- Opening Delimiter -

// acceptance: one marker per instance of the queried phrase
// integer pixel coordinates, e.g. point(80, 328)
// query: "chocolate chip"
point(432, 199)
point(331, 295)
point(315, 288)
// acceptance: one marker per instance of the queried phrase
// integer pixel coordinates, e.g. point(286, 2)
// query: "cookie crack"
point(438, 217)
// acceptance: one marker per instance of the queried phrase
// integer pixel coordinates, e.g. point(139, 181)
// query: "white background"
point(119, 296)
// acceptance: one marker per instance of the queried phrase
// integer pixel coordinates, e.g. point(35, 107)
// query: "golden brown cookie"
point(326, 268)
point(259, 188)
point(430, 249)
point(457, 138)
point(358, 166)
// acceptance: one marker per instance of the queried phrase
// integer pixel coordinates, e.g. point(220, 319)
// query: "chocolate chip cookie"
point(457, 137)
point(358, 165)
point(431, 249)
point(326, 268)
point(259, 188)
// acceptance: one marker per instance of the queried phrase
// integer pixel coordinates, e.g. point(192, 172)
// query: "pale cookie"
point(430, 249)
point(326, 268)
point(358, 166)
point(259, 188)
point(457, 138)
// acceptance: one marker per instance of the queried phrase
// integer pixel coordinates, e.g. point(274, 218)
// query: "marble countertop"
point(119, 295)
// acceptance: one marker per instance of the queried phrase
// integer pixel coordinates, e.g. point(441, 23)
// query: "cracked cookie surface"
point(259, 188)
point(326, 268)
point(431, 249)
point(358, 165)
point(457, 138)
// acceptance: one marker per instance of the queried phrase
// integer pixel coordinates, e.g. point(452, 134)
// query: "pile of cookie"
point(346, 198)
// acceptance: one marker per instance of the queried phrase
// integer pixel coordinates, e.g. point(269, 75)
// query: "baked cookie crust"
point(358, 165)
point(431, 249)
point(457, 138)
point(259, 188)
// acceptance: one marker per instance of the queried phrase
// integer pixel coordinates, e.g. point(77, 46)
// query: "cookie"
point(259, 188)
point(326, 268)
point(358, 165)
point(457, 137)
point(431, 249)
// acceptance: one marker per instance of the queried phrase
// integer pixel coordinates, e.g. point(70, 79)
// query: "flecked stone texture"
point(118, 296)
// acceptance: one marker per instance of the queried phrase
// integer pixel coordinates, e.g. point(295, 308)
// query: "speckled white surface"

- Closing Delimiter -

» WHAT YOU SHOULD DO: Go through the listing above and write out exactly the lines starting with the one holding "e.g. point(220, 319)" and running through the one holding "e.g. point(269, 75)", ends included, and no others.

» REPLY:
// integer pixel coordinates, e.g. point(220, 319)
// query: "chocolate chip cookie"
point(457, 137)
point(358, 165)
point(431, 249)
point(326, 268)
point(259, 188)
// acceptance: one marker per instance of the queried phrase
// integer pixel coordinates, e.g. point(192, 172)
// query: "pale cookie"
point(430, 249)
point(326, 268)
point(358, 166)
point(259, 188)
point(457, 138)
// acceptance: one marker per instance of the queried phrase
// integer pixel coordinates, e.g. point(274, 218)
// query: "marble countertop"
point(119, 295)
// acceptance: one marker per instance of the queried phrase
// integer pixel coordinates, e.g. point(441, 23)
// query: "cracked cookie surface"
point(259, 188)
point(326, 268)
point(431, 249)
point(358, 165)
point(457, 138)
// acceptance: one marker per instance of the queried phrase
// integer pixel coordinates, e.g. point(452, 134)
// query: "pile of cookie"
point(346, 198)
// acceptance: one marker per instance of the queried phrase
// integer pixel coordinates, e.g. point(269, 75)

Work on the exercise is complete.